• Exercise goal
Turn every line of the material below into a numbered list, leaving out any blank lines.

[Dataset rows]

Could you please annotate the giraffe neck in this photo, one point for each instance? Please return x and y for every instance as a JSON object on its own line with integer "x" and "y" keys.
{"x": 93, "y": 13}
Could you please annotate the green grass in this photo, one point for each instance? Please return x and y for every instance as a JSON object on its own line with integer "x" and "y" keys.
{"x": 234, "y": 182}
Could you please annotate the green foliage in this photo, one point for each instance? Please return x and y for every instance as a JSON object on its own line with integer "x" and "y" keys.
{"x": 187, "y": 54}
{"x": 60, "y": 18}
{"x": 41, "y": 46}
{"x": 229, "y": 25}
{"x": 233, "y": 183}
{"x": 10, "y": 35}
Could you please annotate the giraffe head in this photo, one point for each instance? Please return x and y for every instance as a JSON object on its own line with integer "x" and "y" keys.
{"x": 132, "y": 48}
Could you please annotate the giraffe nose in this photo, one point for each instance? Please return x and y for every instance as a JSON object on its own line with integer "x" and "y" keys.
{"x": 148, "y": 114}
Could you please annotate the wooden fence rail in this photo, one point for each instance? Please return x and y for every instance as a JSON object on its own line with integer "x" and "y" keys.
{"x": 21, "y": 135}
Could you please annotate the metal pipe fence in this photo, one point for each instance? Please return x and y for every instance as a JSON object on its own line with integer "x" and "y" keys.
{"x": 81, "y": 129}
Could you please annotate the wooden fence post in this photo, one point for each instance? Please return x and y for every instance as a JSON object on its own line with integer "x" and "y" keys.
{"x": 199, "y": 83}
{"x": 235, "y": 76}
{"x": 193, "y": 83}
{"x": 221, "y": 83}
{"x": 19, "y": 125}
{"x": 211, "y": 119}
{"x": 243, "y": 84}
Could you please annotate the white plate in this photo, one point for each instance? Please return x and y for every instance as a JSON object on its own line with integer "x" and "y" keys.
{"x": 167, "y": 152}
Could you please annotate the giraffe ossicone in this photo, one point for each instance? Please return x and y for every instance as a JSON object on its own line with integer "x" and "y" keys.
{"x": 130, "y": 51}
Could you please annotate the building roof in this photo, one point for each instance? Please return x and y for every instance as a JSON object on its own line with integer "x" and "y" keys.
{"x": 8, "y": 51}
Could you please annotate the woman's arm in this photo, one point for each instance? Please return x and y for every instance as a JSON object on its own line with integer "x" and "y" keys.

• Answer to the task
1. Could you please annotate the giraffe neck in this photo, one point for each instance? Please return x and y for every instance as a JSON object on its own line with integer "x" and "y" keys.
2. {"x": 93, "y": 13}
3. Could you please annotate the green grass in this photo, one point for each instance? Please return x and y for every instance as a JSON object on its own line with integer "x" and "y" keys.
4. {"x": 234, "y": 182}
5. Could you please annotate the green foliage in this photo, one point for each instance? Please return x and y for every instance as a JSON object on its own line with integer "x" and "y" keys.
6. {"x": 187, "y": 54}
7. {"x": 60, "y": 18}
8. {"x": 41, "y": 46}
9. {"x": 229, "y": 25}
10. {"x": 233, "y": 183}
11. {"x": 10, "y": 35}
12. Could you please annotate the giraffe head in this photo, one point for each instance? Please return x and y for every instance as a JSON object on its own line with integer "x" and "y" keys.
13. {"x": 132, "y": 48}
14. Could you please annotate the giraffe nose in this photo, one point for each instance? Please return x and y for every instance as a JSON object on its own line with integer "x" and "y" keys.
15. {"x": 148, "y": 114}
16. Could you please annotate the wooden fence rail in this photo, one point for each instance? Please return x and y for every instance as a JSON object on its own line with integer "x" and "y" keys.
17. {"x": 21, "y": 135}
18. Could you please annotate the metal pipe fence in this photo, one point for each instance? Please return x and y for every instance as a JSON object on its own line with integer "x" and "y" keys.
19. {"x": 81, "y": 129}
20. Could you please annotate the wooden fence post in this photo, one point for each instance? Please return x and y for every instance as a JSON object on its own line with integer "x" and "y" keys.
21. {"x": 199, "y": 83}
22. {"x": 235, "y": 76}
23. {"x": 193, "y": 83}
24. {"x": 221, "y": 83}
25. {"x": 19, "y": 125}
26. {"x": 211, "y": 119}
27. {"x": 243, "y": 84}
28. Could you please annotate the white plate in this photo, one point for each instance? Please return x and y for every instance as a JSON object on its own line with integer "x" and "y" keys.
29. {"x": 167, "y": 152}
30. Could you please annotate the giraffe ossicone in this photo, one point for each instance? Please return x and y for every instance as a JSON object on its own line with integer "x" and "y" keys.
31. {"x": 130, "y": 51}
32. Could you please annotate the building roof in this photo, one point for each instance? Please return x and y for every instance as a JSON object on its own line with integer "x" and "y" keys.
33. {"x": 8, "y": 51}
34. Could you please annotate the woman's arm in this photo, one point for each instance? Please return x and y for every instance as a JSON object on its own line with integer "x" and "y" keys.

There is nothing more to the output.